Exercise instructions |
The complete listing that follows is to be set down again, exactly as it appears.

Data in this exercise |

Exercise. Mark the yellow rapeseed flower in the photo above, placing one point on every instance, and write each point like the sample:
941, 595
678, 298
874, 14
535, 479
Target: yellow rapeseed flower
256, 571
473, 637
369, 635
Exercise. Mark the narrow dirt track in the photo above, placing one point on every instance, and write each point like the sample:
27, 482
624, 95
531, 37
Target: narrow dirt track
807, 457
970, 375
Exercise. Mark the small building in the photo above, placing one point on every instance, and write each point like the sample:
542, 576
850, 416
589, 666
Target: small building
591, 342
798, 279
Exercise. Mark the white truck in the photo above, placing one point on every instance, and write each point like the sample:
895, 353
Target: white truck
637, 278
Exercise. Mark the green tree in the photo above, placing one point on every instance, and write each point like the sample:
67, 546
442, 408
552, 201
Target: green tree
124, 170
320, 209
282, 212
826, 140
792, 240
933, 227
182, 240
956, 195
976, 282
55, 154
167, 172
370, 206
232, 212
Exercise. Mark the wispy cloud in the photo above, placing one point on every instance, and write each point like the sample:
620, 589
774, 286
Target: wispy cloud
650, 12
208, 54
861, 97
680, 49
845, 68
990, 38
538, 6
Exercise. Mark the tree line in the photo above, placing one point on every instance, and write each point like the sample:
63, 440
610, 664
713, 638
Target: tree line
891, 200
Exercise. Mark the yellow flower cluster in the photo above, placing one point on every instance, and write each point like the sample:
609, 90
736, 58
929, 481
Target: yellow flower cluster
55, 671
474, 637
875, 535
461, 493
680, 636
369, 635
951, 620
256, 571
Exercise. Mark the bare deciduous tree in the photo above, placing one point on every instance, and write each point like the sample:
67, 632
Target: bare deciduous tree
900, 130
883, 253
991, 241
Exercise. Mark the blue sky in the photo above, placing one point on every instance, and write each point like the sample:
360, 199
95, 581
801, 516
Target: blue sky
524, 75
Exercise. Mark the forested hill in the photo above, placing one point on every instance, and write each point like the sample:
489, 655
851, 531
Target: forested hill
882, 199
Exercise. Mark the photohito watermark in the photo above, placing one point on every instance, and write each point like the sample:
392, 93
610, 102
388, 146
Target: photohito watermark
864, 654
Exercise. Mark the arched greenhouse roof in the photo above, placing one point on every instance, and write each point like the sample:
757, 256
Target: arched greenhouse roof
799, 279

Solution to this problem |
Exercise. Mark the yellow rapeseed flower in the photo above, placing one point on every instance, and write each point like the sample:
941, 595
678, 298
874, 14
535, 479
Target: yellow rapeseed flower
256, 571
473, 637
369, 635
Exercise. Mark the narrow dirt track in the photo above, placing one point on every instance, and write each point like the sample:
27, 482
624, 95
531, 37
Target: narrow dirt track
807, 457
970, 375
Exercise. Mark the small building in the photo above, placing one point on every instance, and write each point like the sample:
542, 576
850, 416
589, 666
Target: small building
591, 342
798, 279
Exercise. Mark the white truck in the photo above, placing one point on every instance, and write each point like the sample:
895, 353
Target: white truck
637, 278
Exercise. Mark the green tree in the photo above, placing one point on every instance, and write each point like the sample:
67, 546
442, 408
552, 201
Target: green tree
124, 170
320, 209
282, 212
826, 140
792, 240
933, 227
182, 240
956, 195
976, 282
55, 154
167, 172
370, 206
232, 212
Exercise. Mark the wispy cloud in the photo above, placing one point on every instance, and write each point like the sample:
620, 589
774, 286
Target: wispy cloud
650, 12
208, 54
861, 97
680, 49
845, 68
990, 38
538, 6
Exercise. Mark the tree line in the photo above, placing one point on every instance, and write each point like the sample:
63, 440
610, 664
713, 638
Target: tree line
891, 200
Exercise. Mark the yellow flower cluster in the photo above, placing one point on every instance, and write each point like the sample:
609, 90
736, 58
929, 481
Target: yellow flower cluster
55, 671
474, 637
875, 535
461, 493
680, 636
369, 635
951, 620
256, 571
Exercise. Mark the bare deciduous tree in the photo above, placing one point on every instance, and write each point like the sample:
67, 632
Target: bare deciduous tree
900, 130
883, 253
991, 241
Exercise. Mark the blue sky in the photo above, placing one point on every instance, and write each point like the sample:
360, 199
95, 581
801, 516
Target: blue sky
524, 75
Exercise. Mark the forested hill in the photo above, placing one point on every instance, and write each point like the sample:
489, 655
851, 531
Target: forested hill
882, 199
Exercise. Mark the photohito watermark in the photo above, placing one point on every instance, and write each point like the sample:
392, 93
610, 102
388, 146
Target: photohito watermark
864, 654
Exercise. Mark the arched greenhouse roof in the photo above, placing one point on every instance, and write each point like the sample:
757, 256
Target: arched greenhouse roof
799, 279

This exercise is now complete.